- [Data to use]
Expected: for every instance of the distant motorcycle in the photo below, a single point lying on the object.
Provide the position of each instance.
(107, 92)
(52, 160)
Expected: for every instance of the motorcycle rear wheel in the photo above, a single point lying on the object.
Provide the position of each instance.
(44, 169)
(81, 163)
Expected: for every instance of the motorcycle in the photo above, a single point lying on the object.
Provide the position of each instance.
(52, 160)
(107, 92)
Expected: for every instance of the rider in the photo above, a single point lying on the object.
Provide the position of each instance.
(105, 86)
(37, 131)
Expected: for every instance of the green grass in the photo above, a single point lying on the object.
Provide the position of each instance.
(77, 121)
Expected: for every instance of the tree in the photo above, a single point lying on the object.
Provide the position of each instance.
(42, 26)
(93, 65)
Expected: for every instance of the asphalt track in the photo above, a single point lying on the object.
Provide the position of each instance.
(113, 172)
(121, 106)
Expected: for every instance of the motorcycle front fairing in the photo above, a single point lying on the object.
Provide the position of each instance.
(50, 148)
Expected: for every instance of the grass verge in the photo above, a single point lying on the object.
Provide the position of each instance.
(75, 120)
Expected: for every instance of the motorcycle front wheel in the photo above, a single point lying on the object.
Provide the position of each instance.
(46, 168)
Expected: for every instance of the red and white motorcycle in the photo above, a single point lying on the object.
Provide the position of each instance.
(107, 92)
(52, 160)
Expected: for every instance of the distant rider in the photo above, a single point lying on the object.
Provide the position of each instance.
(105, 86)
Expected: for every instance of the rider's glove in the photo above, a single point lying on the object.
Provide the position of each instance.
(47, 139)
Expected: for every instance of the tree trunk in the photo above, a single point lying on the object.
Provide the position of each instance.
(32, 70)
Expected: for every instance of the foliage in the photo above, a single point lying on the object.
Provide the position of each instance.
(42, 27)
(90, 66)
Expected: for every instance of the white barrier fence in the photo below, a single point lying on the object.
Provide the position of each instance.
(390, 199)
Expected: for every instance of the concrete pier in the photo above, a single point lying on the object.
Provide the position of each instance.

- [About this task] For the data above, state how many of its lines contain the word "tree", giving no other text.

- [Answer for the task] 2